* [作業内容]
• a. 提示文の「積極的な授業参加と,授業時間外での作品鑑賞に時間をかけることが求められる。」を英語に訳すと、どうなりますか？
• b. 提示文の評価方法には、どのような項目が挙げられていますか？すべて挙げてください。

* [提示文]
▽
文化交渉学特講IA
博士前期課程文学研究科 - 文化交渉学専攻
MHCU7050
コース情報
担当教員: 川口 茂雄
単位数: 2
年度: 2024
学期: 春学期
曜限: 月4
形式: 対面授業
レベル: 500
アクティブラーニング: あり
他学部履修: 可
評価方法
出席状況
授業参加
その他
積極的な授業参加と,授業時間外での作品鑑賞に時間をかけることが求められる。 高い意欲をもって受講いただきたい。
△
* [保存データ]
▽
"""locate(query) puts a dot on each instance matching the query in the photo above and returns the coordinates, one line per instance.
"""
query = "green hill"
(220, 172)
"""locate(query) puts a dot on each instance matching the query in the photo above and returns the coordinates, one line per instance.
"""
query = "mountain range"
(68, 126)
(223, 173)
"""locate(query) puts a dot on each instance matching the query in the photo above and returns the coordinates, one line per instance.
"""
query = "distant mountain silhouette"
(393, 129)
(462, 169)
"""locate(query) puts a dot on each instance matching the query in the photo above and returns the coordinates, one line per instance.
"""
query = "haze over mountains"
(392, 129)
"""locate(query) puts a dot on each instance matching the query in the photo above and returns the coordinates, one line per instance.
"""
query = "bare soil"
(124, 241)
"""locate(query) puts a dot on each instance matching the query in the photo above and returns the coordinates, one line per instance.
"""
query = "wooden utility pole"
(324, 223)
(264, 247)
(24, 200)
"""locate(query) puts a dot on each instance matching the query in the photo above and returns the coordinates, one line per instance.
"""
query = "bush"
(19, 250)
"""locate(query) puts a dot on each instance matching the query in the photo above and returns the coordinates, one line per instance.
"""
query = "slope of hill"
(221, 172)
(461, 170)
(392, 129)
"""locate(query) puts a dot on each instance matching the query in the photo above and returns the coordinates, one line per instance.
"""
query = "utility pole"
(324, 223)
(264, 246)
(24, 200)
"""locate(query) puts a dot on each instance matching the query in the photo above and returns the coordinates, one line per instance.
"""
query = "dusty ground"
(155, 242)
△
* [回答]
• a. Active participation in class and spending time viewing works outside of class hours are required.

• b. 出席状況、授業参加、その他